Written exercise
Give the lines of the stored data below as a numbered list, leaving out blank lines. Include only the stretch that opens with the line containing "target: tail light" and closes with the line containing "M 13 0 L 8 0", both lines included.

Start of Excerpted data

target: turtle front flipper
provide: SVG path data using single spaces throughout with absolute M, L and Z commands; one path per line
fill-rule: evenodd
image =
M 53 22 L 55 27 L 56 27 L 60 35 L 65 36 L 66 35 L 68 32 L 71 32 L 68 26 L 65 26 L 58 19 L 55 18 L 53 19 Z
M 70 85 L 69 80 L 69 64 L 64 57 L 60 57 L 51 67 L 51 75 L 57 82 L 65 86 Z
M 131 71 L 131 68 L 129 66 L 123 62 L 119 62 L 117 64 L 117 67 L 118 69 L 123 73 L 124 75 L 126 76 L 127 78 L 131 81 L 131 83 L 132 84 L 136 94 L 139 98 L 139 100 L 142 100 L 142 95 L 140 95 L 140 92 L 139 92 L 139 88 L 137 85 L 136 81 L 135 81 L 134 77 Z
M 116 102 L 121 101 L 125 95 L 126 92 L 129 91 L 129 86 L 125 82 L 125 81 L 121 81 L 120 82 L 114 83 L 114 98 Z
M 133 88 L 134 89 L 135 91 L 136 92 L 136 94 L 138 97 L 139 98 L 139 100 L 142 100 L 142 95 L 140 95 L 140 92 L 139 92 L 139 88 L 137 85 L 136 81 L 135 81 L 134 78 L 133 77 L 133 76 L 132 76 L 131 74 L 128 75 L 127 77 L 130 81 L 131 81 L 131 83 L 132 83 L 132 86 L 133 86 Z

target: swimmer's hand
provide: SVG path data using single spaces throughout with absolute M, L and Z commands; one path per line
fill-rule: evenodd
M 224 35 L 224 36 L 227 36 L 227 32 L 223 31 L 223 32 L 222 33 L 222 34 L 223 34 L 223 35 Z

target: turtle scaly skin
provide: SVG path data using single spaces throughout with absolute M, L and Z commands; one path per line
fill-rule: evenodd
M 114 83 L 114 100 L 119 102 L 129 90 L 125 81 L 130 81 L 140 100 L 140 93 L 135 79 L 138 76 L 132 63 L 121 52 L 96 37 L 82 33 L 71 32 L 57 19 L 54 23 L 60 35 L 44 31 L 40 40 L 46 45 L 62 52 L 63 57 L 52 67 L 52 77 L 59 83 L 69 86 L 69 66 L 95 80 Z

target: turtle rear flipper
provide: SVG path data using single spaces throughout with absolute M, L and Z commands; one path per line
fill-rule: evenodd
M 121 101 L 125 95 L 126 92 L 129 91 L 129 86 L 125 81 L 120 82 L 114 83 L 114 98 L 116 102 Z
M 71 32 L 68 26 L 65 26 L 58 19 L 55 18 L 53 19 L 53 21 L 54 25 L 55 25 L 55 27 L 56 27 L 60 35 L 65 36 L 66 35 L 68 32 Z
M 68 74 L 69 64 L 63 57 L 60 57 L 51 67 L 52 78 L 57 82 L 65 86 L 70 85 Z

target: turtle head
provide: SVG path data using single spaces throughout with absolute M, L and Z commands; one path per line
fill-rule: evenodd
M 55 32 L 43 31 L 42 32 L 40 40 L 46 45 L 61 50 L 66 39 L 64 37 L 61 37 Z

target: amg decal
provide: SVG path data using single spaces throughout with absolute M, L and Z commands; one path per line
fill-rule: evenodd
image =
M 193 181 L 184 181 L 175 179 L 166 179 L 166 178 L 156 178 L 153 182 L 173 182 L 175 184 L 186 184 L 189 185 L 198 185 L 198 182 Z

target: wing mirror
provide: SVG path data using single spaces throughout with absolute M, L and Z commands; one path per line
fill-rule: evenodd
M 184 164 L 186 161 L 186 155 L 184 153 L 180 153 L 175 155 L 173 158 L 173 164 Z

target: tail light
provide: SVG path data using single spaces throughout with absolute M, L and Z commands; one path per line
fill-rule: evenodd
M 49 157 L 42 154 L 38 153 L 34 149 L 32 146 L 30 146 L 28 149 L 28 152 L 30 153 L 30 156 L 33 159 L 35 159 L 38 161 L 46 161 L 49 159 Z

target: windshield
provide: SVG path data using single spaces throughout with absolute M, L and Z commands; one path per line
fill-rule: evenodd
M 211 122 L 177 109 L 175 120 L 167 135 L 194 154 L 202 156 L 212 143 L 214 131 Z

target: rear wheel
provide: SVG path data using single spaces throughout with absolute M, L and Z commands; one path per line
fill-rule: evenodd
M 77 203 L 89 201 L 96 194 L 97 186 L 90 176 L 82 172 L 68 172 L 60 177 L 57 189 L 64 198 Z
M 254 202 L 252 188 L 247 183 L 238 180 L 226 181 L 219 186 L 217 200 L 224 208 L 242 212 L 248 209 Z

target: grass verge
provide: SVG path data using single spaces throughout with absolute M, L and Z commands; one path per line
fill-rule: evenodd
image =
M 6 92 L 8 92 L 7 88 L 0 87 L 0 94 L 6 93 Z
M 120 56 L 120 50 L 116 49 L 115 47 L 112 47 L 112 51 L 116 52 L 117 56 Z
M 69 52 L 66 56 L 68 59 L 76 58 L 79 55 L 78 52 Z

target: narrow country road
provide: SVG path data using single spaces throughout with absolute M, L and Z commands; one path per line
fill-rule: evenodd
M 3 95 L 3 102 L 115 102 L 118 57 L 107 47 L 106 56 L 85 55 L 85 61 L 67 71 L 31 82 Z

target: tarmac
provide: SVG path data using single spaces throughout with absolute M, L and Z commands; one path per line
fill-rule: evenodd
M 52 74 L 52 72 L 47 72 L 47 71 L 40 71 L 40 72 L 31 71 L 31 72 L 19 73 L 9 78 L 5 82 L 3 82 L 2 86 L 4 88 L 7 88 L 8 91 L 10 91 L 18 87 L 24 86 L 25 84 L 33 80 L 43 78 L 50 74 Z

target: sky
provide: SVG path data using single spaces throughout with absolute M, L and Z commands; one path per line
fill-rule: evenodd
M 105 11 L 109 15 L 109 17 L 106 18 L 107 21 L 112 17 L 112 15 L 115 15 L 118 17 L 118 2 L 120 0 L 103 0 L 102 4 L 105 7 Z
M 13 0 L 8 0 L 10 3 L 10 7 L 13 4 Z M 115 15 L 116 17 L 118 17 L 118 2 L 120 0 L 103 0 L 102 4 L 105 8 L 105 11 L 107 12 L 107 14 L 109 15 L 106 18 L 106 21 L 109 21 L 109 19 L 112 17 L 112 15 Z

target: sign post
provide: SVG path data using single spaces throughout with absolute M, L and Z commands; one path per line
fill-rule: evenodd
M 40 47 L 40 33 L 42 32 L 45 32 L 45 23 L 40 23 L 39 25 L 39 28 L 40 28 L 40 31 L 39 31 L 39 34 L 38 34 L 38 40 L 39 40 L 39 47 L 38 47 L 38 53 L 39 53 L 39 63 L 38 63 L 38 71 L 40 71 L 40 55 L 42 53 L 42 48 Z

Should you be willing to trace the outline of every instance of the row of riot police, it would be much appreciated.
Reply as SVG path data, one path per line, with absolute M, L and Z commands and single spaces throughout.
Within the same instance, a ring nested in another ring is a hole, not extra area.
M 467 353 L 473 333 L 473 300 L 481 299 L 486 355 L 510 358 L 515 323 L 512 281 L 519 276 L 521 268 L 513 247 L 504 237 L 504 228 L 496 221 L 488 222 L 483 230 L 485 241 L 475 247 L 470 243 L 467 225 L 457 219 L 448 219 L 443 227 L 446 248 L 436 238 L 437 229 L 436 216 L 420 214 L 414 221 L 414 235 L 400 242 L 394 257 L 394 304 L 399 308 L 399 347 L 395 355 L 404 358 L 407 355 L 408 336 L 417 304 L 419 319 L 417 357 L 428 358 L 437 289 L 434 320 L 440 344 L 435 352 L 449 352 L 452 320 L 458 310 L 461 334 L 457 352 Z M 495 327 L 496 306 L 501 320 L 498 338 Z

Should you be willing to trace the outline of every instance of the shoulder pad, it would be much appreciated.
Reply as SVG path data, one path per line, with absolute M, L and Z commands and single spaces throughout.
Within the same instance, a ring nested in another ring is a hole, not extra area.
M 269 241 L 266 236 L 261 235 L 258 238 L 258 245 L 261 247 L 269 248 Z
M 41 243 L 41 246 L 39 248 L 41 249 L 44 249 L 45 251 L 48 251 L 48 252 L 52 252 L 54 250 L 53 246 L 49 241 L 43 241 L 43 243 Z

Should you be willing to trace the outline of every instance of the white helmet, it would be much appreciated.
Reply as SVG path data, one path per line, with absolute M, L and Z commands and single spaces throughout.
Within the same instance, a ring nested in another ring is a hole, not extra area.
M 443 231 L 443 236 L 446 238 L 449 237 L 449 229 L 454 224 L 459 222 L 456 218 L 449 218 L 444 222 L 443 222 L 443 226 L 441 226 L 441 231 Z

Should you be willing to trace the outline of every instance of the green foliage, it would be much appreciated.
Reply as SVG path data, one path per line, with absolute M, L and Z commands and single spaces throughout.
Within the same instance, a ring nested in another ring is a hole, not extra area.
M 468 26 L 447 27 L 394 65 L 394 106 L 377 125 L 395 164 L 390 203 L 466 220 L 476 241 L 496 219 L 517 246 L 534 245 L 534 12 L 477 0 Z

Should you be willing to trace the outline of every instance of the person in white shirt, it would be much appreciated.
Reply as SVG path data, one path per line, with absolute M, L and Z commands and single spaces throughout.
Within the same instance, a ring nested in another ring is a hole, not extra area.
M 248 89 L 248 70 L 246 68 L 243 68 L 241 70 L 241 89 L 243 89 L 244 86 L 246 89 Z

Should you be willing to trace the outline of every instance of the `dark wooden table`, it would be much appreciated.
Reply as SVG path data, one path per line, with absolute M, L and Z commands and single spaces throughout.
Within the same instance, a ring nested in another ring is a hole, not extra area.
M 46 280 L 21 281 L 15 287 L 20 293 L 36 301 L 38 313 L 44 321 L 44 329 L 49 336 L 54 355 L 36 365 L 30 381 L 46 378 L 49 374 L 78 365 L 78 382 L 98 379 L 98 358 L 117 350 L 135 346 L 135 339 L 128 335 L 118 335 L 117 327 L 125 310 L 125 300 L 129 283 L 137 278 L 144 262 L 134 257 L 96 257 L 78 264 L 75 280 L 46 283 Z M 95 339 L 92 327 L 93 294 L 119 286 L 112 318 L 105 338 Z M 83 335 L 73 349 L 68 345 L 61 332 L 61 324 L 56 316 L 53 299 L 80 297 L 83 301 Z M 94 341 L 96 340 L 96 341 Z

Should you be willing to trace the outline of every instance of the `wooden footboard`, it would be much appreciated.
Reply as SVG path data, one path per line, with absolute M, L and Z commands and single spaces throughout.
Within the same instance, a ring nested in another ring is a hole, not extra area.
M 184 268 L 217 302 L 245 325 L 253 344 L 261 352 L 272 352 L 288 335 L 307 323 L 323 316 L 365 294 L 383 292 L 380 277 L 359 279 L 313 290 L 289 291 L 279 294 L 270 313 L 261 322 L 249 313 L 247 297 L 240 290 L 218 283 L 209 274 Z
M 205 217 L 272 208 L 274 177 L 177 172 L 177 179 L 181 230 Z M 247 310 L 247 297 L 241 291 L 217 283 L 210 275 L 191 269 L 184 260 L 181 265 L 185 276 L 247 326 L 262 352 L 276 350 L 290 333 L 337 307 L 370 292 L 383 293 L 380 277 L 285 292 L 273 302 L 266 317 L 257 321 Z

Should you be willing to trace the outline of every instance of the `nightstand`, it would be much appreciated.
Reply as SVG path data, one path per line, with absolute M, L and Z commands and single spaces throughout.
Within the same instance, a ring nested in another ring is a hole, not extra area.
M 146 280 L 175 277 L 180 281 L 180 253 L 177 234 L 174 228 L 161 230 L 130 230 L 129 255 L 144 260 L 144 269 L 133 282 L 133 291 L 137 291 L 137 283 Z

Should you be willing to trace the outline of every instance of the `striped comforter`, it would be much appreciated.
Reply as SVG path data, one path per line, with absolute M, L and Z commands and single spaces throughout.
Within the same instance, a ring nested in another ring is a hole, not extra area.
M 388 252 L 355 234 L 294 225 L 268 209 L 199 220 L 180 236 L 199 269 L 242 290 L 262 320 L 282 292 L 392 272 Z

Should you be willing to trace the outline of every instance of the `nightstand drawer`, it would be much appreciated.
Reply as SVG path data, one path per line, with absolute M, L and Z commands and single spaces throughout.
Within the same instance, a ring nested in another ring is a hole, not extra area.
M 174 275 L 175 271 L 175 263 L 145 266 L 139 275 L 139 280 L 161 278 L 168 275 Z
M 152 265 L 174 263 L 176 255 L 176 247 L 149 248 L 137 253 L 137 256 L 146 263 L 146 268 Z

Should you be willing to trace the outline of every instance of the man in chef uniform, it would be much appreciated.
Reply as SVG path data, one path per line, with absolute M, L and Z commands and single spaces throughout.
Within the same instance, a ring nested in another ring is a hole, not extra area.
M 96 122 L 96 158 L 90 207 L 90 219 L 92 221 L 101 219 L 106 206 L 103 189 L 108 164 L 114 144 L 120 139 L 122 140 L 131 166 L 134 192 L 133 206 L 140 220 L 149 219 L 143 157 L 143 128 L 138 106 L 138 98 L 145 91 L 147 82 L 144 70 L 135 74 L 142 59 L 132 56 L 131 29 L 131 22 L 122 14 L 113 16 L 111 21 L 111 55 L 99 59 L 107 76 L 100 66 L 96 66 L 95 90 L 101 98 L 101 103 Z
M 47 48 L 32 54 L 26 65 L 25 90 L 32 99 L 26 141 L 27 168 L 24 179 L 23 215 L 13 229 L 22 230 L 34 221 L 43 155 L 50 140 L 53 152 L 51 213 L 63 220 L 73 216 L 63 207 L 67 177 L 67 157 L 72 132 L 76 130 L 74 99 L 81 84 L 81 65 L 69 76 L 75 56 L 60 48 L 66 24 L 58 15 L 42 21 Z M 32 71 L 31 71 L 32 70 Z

End of Excerpted data

Solution to the problem
1. target: tail light
2. provide: SVG path data using single spaces throughout with absolute M, L and Z commands; one path per line
3. fill-rule: evenodd
4. M 49 157 L 42 154 L 38 153 L 34 149 L 32 146 L 30 146 L 28 149 L 28 152 L 30 153 L 30 156 L 33 159 L 35 159 L 38 161 L 46 161 L 49 159 Z
5. target: windshield
6. provide: SVG path data using single spaces throughout with absolute M, L and Z commands; one path per line
7. fill-rule: evenodd
8. M 211 122 L 177 109 L 175 120 L 167 135 L 194 154 L 202 156 L 212 143 L 214 131 Z
9. target: rear wheel
10. provide: SVG path data using single spaces throughout with absolute M, L and Z commands; one path per line
11. fill-rule: evenodd
12. M 77 203 L 89 201 L 96 194 L 97 186 L 90 176 L 82 172 L 68 172 L 60 177 L 57 189 L 64 198 Z
13. M 254 202 L 252 188 L 247 183 L 238 180 L 226 181 L 219 186 L 217 200 L 224 208 L 242 212 L 248 209 Z
14. target: grass verge
15. provide: SVG path data using single spaces throughout with absolute M, L and Z commands; one path per line
16. fill-rule: evenodd
17. image =
18. M 6 92 L 8 92 L 7 88 L 0 87 L 0 94 L 6 93 Z
19. M 120 56 L 120 50 L 116 49 L 115 47 L 112 47 L 112 51 L 116 52 L 117 56 Z
20. M 69 52 L 66 56 L 68 59 L 76 58 L 79 55 L 78 52 Z
21. target: narrow country road
22. provide: SVG path data using single spaces throughout with absolute M, L and Z commands; one path per line
23. fill-rule: evenodd
24. M 3 95 L 3 102 L 115 102 L 118 57 L 107 47 L 106 56 L 85 55 L 85 61 L 67 71 L 31 82 Z
25. target: tarmac
26. provide: SVG path data using single spaces throughout with absolute M, L and Z commands; one path per line
27. fill-rule: evenodd
28. M 52 74 L 52 72 L 47 72 L 47 71 L 40 71 L 40 72 L 31 71 L 31 72 L 19 73 L 9 78 L 5 82 L 3 82 L 2 86 L 4 88 L 7 88 L 8 91 L 10 91 L 18 87 L 24 86 L 25 84 L 33 80 L 43 78 L 50 74 Z
29. target: sky
30. provide: SVG path data using single spaces throughout with absolute M, L and Z commands; one path per line
31. fill-rule: evenodd
32. M 105 11 L 109 15 L 109 17 L 106 18 L 107 21 L 112 17 L 112 15 L 115 15 L 118 17 L 118 2 L 120 0 L 103 0 L 102 4 L 105 7 Z
33. M 13 0 L 8 0 L 10 3 L 10 7 L 13 4 Z M 115 15 L 116 17 L 118 17 L 118 2 L 120 0 L 103 0 L 102 4 L 105 8 L 105 11 L 107 12 L 107 14 L 109 15 L 106 18 L 106 21 L 109 21 L 109 19 L 112 17 L 112 15 Z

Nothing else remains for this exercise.